Exercise aim: Determine how many lines of the records below contain the string "engine". Reply with that number alone.

Records supplied:
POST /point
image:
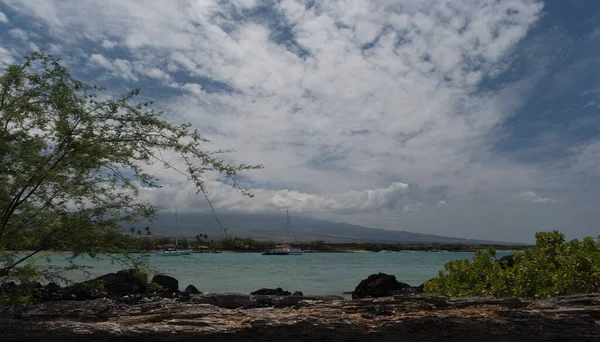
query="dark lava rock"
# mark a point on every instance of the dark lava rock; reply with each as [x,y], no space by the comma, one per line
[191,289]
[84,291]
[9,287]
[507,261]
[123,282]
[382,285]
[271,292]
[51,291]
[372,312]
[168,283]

...

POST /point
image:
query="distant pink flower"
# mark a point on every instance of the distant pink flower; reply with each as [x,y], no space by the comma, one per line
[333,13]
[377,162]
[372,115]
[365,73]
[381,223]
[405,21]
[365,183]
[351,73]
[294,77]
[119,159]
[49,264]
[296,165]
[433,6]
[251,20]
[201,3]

---

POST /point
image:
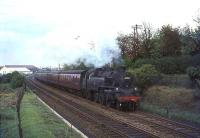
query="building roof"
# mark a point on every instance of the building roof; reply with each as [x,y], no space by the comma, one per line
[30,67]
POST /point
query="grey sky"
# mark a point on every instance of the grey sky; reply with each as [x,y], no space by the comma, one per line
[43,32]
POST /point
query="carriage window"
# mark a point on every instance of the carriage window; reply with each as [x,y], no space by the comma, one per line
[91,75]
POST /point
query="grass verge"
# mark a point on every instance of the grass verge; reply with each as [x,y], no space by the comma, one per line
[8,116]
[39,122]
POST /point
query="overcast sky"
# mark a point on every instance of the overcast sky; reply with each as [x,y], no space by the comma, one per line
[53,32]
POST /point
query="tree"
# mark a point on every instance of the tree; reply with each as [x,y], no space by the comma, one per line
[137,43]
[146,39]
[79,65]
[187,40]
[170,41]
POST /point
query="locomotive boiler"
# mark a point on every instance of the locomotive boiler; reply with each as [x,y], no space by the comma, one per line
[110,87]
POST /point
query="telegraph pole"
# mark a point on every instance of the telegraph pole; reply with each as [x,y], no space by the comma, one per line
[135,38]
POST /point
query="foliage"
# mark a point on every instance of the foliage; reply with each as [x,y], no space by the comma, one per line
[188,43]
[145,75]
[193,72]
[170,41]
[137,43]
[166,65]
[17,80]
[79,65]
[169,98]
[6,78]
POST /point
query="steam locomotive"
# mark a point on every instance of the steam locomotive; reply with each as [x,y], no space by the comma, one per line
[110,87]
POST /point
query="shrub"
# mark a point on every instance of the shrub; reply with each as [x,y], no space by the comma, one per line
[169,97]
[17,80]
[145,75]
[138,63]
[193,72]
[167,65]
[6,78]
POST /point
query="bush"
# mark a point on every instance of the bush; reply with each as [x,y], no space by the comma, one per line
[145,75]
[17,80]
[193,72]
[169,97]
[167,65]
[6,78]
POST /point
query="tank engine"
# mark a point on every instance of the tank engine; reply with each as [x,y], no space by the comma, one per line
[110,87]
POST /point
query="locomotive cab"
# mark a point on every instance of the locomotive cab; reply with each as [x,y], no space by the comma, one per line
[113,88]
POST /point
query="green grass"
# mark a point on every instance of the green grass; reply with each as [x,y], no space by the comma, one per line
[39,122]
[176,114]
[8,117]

Output below: 2